> [Directions]
Find the string "this" in the records. Copy every line it appears in.

· · · · ·

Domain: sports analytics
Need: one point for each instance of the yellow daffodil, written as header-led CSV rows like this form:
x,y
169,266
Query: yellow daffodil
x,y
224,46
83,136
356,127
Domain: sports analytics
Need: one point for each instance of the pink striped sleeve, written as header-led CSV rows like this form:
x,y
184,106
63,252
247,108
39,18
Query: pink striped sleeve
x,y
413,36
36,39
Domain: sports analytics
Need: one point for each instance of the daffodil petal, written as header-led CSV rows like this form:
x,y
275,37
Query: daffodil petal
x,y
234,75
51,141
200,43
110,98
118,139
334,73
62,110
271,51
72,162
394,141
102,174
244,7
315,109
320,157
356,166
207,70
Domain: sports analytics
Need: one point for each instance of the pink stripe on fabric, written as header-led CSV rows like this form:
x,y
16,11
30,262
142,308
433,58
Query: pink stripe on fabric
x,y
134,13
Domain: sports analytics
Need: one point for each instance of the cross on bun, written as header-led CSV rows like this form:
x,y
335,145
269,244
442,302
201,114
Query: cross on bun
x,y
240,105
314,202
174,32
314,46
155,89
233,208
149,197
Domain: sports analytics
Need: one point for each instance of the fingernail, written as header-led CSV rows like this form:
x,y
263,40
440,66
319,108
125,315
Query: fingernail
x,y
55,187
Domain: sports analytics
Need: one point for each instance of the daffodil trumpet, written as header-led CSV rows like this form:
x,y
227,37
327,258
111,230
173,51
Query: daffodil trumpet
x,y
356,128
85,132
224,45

· · · · ·

> [Answer box]
Need: one point for each instance of the yellow daffodil, written as header-led CSV rows like this form:
Need: one point for each instance of the pink striped sleeve, written as header-led CSV rows like this form:
Need: one point for each instance of the daffodil petal, written as header-led CSV rows like this form:
Need: one point for each instance of the pink stripe on fabric, written as header-led CSV rows like this form:
Need: one point for each instance of the cross on bun, written as header-led CSV rows like this form:
Need: one point for each instance of the fingernail, written as header-led CSV rows like this form:
Need: one point for each instance of the daffodil trumpet, written as header-led CSV rows like this form:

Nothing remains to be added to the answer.